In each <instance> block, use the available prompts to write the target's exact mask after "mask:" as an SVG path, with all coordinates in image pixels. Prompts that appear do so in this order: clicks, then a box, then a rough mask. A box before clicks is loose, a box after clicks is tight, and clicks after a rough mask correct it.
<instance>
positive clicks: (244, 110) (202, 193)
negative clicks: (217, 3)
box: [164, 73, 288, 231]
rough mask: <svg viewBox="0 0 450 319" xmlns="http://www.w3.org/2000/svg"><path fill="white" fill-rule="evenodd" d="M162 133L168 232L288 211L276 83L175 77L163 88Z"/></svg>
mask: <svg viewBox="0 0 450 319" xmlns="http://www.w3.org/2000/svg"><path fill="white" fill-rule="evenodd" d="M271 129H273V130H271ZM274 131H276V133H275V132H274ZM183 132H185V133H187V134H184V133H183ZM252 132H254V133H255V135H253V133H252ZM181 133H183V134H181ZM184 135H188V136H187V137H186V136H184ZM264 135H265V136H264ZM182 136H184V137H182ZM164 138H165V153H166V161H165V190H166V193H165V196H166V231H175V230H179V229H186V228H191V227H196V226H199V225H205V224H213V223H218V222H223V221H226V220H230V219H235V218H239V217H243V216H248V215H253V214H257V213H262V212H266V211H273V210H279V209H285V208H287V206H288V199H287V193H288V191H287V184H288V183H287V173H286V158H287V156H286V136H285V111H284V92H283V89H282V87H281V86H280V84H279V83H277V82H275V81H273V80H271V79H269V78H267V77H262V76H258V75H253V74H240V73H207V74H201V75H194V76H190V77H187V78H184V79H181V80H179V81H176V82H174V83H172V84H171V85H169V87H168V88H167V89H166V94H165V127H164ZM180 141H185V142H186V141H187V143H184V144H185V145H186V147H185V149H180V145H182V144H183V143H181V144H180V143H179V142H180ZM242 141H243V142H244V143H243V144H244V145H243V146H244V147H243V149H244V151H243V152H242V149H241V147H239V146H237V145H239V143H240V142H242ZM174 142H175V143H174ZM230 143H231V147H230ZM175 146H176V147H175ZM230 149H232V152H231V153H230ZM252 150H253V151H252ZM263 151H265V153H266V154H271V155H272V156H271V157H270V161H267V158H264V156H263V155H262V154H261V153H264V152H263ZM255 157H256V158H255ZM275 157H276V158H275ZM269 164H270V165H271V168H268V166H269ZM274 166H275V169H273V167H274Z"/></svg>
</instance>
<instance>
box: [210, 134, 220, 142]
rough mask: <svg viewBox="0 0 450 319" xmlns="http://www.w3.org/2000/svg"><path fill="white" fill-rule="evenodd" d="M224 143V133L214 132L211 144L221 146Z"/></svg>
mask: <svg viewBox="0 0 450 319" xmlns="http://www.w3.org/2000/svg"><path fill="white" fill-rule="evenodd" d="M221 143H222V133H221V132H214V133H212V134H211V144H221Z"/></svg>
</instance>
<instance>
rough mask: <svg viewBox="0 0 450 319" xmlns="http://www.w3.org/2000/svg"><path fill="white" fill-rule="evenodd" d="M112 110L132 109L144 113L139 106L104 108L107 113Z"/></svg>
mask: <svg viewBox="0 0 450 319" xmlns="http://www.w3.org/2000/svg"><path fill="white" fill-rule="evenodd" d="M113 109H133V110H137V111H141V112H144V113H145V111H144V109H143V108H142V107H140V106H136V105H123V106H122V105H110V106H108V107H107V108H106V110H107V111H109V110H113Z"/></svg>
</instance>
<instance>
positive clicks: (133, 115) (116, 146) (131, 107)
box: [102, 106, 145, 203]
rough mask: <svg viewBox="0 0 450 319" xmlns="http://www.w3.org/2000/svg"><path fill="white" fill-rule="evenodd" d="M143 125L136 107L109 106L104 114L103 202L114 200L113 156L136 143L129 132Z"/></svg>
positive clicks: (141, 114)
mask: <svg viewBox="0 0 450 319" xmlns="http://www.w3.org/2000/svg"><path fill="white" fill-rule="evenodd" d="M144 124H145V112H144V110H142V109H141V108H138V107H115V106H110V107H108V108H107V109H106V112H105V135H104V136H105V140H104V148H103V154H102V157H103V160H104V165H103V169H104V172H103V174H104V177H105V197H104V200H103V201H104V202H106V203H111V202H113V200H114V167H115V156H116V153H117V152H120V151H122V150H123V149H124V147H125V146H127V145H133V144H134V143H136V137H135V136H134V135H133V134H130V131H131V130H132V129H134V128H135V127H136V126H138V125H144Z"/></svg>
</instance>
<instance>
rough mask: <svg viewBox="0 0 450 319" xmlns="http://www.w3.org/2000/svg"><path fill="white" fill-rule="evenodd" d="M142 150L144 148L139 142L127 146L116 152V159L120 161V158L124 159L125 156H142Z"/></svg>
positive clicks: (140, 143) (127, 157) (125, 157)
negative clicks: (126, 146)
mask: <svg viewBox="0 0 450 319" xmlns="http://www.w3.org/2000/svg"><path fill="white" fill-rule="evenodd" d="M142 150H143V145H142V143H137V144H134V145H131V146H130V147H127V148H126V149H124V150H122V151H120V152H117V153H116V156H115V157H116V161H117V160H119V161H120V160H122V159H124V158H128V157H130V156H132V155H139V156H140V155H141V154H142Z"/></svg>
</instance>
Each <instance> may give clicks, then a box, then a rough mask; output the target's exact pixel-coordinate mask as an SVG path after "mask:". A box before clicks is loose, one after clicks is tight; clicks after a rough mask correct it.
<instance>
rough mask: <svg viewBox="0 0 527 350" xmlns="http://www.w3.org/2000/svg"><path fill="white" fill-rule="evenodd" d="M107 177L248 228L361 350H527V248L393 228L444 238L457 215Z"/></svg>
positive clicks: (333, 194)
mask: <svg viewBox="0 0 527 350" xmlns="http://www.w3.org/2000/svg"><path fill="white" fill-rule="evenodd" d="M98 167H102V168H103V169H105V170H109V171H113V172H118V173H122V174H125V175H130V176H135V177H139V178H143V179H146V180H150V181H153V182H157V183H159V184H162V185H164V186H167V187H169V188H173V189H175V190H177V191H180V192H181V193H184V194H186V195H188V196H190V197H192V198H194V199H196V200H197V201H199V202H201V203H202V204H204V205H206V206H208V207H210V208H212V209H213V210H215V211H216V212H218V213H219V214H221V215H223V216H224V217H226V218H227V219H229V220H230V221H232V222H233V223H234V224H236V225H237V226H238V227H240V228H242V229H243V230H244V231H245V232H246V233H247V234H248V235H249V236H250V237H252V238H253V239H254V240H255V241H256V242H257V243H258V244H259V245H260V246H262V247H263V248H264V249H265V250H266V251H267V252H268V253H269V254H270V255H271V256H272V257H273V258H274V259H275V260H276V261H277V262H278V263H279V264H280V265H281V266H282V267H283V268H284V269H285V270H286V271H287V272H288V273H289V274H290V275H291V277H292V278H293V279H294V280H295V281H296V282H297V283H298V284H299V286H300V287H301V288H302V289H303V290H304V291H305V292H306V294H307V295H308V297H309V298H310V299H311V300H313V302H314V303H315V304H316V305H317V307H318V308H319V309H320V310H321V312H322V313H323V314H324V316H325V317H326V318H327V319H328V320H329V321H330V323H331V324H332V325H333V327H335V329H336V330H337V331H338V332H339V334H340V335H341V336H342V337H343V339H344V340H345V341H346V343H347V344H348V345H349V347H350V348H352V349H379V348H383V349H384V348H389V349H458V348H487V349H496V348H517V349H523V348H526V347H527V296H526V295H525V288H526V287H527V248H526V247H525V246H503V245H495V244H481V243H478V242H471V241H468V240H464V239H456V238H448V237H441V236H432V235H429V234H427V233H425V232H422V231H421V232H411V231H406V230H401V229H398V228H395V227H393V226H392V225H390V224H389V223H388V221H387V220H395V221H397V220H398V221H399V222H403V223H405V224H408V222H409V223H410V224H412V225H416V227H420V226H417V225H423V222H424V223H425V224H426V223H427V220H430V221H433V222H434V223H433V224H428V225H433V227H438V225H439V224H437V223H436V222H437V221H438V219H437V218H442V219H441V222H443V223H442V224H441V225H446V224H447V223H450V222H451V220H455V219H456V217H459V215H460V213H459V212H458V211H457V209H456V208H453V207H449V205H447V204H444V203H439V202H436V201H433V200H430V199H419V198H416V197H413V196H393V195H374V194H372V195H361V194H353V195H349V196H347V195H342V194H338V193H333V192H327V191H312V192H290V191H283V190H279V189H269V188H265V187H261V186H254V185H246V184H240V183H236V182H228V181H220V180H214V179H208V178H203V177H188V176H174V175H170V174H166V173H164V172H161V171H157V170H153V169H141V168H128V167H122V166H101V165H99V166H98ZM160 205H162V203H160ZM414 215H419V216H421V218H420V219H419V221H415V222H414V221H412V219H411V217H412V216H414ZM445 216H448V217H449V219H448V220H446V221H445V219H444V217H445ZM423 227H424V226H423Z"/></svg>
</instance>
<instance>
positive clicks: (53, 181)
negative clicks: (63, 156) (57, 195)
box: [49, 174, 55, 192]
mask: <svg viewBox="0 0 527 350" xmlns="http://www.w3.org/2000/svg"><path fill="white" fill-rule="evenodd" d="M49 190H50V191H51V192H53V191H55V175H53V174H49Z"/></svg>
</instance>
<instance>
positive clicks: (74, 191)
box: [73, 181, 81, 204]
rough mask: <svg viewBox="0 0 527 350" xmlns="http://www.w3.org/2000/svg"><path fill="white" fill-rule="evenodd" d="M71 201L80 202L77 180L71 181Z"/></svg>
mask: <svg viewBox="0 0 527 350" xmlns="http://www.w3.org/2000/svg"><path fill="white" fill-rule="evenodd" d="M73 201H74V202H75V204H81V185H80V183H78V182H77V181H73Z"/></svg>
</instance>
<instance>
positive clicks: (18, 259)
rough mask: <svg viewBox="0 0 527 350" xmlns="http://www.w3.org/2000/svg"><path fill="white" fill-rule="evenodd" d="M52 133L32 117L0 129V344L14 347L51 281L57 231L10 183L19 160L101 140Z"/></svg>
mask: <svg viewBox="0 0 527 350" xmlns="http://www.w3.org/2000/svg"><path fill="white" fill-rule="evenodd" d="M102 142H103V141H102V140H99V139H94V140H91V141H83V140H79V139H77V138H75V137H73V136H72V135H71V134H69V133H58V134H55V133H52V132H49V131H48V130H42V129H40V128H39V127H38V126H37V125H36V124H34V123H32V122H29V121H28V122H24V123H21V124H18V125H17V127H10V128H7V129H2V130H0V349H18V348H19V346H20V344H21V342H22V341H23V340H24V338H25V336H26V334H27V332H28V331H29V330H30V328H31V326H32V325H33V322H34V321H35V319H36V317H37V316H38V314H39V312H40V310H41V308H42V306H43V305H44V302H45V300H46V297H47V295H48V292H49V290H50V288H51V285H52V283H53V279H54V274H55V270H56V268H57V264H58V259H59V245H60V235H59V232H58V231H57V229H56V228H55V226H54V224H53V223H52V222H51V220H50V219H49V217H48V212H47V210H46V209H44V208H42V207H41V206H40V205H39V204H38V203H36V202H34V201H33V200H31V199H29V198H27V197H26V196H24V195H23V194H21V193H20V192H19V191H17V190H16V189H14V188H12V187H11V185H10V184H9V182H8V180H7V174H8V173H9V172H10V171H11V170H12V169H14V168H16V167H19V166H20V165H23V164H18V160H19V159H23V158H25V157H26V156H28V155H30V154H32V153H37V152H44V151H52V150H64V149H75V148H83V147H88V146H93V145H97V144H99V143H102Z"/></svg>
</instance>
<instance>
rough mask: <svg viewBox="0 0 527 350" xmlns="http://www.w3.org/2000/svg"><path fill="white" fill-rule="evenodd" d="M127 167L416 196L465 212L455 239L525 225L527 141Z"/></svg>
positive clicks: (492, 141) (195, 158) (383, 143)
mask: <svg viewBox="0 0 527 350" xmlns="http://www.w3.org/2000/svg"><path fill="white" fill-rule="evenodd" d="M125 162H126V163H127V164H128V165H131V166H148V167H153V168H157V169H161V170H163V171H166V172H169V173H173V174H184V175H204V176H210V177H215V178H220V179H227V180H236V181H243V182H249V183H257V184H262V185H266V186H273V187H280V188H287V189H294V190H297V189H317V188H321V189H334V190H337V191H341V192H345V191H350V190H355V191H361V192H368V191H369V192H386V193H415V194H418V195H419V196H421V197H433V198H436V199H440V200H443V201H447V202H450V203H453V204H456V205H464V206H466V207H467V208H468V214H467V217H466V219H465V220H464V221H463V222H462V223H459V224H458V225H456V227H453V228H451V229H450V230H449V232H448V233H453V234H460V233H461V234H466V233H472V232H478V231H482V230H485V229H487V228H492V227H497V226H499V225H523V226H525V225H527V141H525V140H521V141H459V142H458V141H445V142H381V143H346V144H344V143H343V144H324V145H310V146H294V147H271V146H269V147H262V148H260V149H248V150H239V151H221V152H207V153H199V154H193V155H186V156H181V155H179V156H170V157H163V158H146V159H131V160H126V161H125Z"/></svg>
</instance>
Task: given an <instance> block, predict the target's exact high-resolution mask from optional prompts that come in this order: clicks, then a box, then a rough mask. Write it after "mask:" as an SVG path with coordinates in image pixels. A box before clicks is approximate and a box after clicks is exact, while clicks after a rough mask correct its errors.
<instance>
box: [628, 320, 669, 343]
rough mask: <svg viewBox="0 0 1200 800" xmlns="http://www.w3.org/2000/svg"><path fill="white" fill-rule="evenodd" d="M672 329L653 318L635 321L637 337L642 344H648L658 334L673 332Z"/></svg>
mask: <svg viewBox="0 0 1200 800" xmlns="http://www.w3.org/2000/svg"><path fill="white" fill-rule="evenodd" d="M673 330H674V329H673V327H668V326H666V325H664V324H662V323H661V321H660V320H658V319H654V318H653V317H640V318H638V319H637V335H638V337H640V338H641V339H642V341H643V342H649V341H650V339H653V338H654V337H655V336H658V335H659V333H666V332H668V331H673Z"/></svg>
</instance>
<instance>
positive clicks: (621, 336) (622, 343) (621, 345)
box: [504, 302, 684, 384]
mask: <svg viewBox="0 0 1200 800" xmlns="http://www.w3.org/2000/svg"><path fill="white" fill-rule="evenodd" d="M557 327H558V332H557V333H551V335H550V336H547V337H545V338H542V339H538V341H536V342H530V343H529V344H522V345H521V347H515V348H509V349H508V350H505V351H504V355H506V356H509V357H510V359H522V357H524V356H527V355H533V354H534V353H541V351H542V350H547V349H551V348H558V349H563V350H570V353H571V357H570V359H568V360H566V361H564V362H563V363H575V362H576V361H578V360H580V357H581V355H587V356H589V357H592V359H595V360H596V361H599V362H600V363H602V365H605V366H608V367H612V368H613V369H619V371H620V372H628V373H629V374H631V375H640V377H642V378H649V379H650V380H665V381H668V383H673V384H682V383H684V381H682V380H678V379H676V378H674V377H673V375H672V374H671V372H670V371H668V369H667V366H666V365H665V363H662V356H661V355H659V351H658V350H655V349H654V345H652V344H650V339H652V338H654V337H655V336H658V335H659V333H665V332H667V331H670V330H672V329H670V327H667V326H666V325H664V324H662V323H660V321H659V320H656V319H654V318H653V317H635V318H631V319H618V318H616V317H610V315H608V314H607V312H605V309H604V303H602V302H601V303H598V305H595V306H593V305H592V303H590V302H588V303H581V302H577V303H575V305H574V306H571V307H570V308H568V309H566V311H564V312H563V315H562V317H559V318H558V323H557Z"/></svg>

_Assigned task:_
Extract the items word for word, starting at their first line and ending at the line that contains "box: [164, 73, 288, 231]", including both.

_Output:_
In each <instance> block, use the available prompts to write the target's exact mask after "mask:" as an SVG path, with all coordinates in image pixels. Prompts that appear do so in this order: clicks, then a box, then a rough mask. A box before clicks is loose, a box after clicks is tight, and clicks after a rough mask correct it.
<instance>
positive clicks: (244, 110) (202, 193)
negative clicks: (217, 3)
box: [164, 73, 288, 231]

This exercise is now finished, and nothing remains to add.